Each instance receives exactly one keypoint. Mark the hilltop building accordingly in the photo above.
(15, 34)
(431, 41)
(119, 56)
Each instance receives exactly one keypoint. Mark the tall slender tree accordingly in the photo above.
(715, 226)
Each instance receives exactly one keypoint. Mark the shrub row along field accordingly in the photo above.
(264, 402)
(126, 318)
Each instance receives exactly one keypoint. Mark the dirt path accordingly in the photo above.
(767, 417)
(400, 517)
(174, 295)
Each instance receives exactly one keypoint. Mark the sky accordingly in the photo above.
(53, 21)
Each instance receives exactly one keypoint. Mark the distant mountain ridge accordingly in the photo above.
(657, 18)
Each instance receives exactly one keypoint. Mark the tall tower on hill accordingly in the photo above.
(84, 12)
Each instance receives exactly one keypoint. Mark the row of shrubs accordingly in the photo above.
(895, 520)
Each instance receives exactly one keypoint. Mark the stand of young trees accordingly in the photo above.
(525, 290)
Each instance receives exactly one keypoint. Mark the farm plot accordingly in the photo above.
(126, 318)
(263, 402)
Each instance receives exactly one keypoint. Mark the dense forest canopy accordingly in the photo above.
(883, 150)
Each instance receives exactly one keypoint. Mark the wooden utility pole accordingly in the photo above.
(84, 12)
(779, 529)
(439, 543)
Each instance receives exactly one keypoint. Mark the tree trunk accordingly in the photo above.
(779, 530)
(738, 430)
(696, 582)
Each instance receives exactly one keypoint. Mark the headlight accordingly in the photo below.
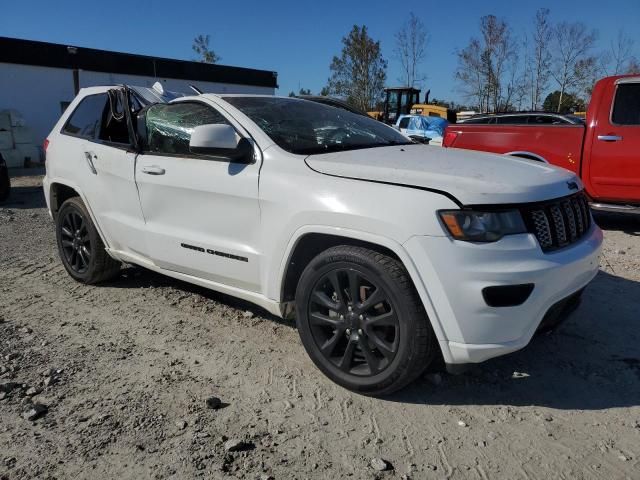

***

AIM
How many lines in the entries above contain the string "tall", with case counting? Give only the number.

ANSWER TO THE EXERCISE
2